### Request
Copy out the data below line for line, changing nothing.

─── Source data ───

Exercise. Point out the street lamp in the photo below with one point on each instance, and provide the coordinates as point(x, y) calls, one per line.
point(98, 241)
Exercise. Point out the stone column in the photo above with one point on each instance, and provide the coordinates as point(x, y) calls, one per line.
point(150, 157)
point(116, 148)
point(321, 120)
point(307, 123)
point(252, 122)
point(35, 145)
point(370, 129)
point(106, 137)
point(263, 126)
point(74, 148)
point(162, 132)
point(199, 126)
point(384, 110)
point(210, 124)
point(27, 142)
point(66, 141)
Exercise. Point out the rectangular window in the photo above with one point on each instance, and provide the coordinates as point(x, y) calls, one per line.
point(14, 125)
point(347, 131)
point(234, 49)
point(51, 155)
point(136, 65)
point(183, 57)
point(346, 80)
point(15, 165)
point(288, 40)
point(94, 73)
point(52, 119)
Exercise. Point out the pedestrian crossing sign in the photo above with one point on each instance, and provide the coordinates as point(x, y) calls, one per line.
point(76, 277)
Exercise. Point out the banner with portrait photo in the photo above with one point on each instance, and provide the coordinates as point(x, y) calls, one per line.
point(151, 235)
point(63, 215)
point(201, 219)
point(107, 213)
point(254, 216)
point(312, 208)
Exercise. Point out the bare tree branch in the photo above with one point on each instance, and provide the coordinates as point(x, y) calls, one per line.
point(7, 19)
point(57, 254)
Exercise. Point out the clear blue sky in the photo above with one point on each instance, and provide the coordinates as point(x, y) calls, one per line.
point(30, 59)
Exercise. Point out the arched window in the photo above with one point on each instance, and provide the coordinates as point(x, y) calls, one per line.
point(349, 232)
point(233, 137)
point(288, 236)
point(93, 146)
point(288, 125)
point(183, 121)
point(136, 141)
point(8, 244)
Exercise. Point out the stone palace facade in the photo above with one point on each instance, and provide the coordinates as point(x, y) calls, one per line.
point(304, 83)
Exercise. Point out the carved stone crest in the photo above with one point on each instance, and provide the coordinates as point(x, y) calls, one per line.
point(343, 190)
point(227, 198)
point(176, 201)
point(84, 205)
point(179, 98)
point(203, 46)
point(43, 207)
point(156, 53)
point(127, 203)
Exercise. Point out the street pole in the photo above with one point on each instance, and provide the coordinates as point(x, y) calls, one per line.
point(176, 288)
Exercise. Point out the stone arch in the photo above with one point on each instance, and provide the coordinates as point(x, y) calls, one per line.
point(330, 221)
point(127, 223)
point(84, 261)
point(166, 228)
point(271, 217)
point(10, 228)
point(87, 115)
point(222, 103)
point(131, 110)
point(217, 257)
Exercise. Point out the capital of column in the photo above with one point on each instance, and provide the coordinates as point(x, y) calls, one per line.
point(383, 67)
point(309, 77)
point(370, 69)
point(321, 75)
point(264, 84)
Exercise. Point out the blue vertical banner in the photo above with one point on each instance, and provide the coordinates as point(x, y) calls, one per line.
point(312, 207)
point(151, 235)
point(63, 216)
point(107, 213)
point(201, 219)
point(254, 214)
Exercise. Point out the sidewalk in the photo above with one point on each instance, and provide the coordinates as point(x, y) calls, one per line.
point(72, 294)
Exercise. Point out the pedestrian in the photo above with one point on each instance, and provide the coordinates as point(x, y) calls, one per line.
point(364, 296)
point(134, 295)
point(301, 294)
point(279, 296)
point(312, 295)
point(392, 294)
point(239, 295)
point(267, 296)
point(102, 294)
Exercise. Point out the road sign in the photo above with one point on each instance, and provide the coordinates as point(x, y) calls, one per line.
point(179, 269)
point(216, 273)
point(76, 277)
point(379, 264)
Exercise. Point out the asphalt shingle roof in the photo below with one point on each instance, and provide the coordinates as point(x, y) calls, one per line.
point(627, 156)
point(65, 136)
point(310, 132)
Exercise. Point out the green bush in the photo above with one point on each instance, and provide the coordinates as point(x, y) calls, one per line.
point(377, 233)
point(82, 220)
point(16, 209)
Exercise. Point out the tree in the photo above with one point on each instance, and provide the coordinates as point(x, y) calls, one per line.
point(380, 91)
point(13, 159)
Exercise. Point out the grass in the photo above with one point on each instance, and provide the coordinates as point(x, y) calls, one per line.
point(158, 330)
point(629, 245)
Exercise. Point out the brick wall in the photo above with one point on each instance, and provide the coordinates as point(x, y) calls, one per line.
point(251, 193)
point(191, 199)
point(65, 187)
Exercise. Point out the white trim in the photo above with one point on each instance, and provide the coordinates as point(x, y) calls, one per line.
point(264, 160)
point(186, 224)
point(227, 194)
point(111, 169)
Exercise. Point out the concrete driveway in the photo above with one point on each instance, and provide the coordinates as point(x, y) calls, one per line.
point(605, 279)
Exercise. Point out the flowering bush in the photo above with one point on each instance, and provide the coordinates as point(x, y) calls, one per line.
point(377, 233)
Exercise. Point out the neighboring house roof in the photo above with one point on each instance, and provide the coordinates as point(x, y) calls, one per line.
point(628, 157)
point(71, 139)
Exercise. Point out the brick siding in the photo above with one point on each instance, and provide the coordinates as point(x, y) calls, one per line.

───

### Written answer
Exercise. Point out the street lamp in the photo below with one point on each instance, and provide the coordinates as point(x, y) calls, one per line.
point(98, 241)
Exercise. Point out the stone column in the photo above with one point on each instance, and provide the coordinates as point(x, y) calls, one per line.
point(150, 157)
point(116, 148)
point(321, 120)
point(307, 123)
point(252, 122)
point(35, 145)
point(370, 129)
point(106, 137)
point(263, 126)
point(74, 148)
point(162, 132)
point(199, 126)
point(384, 110)
point(210, 124)
point(27, 142)
point(66, 141)
Exercise. Point out the rectangular window in the photo above with one point on each instance, and provide the coordinates as point(x, y) calls, one per line.
point(14, 125)
point(347, 131)
point(234, 49)
point(51, 155)
point(136, 65)
point(183, 57)
point(346, 80)
point(15, 165)
point(288, 40)
point(94, 73)
point(52, 119)
Exercise. Point out the pedestrian crossing sign in the photo above with one point on each instance, and provide the coordinates as point(x, y) calls, one per line.
point(76, 277)
Exercise. Point out the banner with portrait photo in the photo above with one point on each instance, and provide the coordinates as point(x, y) calls, one per line.
point(151, 235)
point(63, 215)
point(201, 219)
point(107, 213)
point(254, 216)
point(312, 208)
Exercise. Point out the bare tree branch in the photo above with one point on each instance, and provide the coordinates as point(x, y) calls, one per line.
point(7, 19)
point(57, 254)
Exercise. Point out the clear blue sky in the photo above with one point on each instance, and provide the coordinates as point(x, y) calls, one per line.
point(30, 59)
Exercise. Point out the arched window in the photo above with one point on each instance, and provide the coordinates as point(x, y) calls, one per line.
point(349, 232)
point(233, 137)
point(288, 236)
point(93, 146)
point(288, 125)
point(183, 121)
point(136, 141)
point(8, 244)
Exercise. Point out the stone palace facade in the photo above with one point on each instance, and provide the coordinates as point(x, y) calls, one per line.
point(304, 83)
Exercise. Point out the carved stone crest in the photo above with one point on each instance, and provide the coordinates as point(x, y) calls, one per line.
point(343, 190)
point(227, 198)
point(176, 201)
point(84, 205)
point(179, 98)
point(203, 46)
point(43, 207)
point(156, 53)
point(127, 203)
Exercise. Point out the street pole in the photo above with one point on each instance, and provide the coordinates as point(x, y) calls, one per line.
point(176, 288)
Exercise. Point out the stone arch in the photo above with one point on each instance, and provide the coordinates as point(x, y) calls, one per line.
point(330, 221)
point(127, 223)
point(84, 261)
point(166, 228)
point(271, 217)
point(10, 228)
point(87, 115)
point(222, 103)
point(131, 110)
point(217, 257)
Exercise. Point out the capital of column in the photo above with one point on each instance, and provide the coordinates as point(x, y) calls, one per line.
point(383, 67)
point(309, 77)
point(370, 69)
point(321, 75)
point(264, 84)
Exercise. Point out the blue vertical banner in the photo above with one point on each instance, and provide the coordinates as point(x, y) calls, one per line.
point(312, 207)
point(151, 235)
point(63, 216)
point(107, 213)
point(201, 219)
point(254, 214)
Exercise. Point out the sidewalk in the photo above with one point on each instance, and provide the coordinates as point(x, y) calls, one per line.
point(72, 294)
Exercise. Point out the pedestrian in the photo above with one point on each instance, and provide the coordinates as point(x, y) calls, one per line.
point(364, 296)
point(134, 295)
point(301, 294)
point(279, 296)
point(312, 295)
point(392, 294)
point(239, 295)
point(267, 296)
point(102, 294)
Exercise. Point out the road sign in the photo above with one point on each instance, and provide the coordinates as point(x, y) calls, one per line.
point(179, 269)
point(216, 273)
point(76, 277)
point(379, 264)
Exercise. Point out the asphalt shingle roof in the photo below with one point on each instance, and provide the coordinates as point(x, y) calls, one per line.
point(627, 156)
point(65, 136)
point(310, 132)
Exercise. Point out the green bush in the photo above with one point on each instance, and provide the coordinates as point(x, y) calls, one per line.
point(377, 233)
point(82, 220)
point(16, 209)
Exercise. Point out the tree in the photo above with one point on each instance, and provide the coordinates as point(x, y) calls, one per line.
point(380, 91)
point(13, 159)
Exercise. Point out the grass in the photo above with one point on each instance, and provide the coordinates as point(x, y) calls, one per line.
point(158, 330)
point(629, 245)
Exercise. Point out the brick wall in the photo above with one point on each instance, and provide the coordinates as point(x, y) calls, one per line.
point(251, 193)
point(191, 199)
point(65, 187)
Exercise. Point out the white trim in the photo above with one point on each instance, and provide the coordinates as point(x, y) calls, one per line.
point(264, 160)
point(186, 224)
point(227, 194)
point(111, 169)
Exercise. Point out the concrete driveway in the photo above with one point on each instance, and provide the coordinates as point(x, y) calls, one per line.
point(605, 279)
Exercise. Point out the flowering bush in the photo above with one point on each instance, and provide the coordinates as point(x, y) calls, one per line.
point(377, 233)
Exercise. Point out the neighboring house roof in the photo above with one point on each instance, and provide the coordinates as point(x, y) calls, one per line.
point(628, 157)
point(71, 139)
Exercise. Point out the brick siding in the photo above with one point on each instance, and provide the coordinates as point(x, y) calls, one per line.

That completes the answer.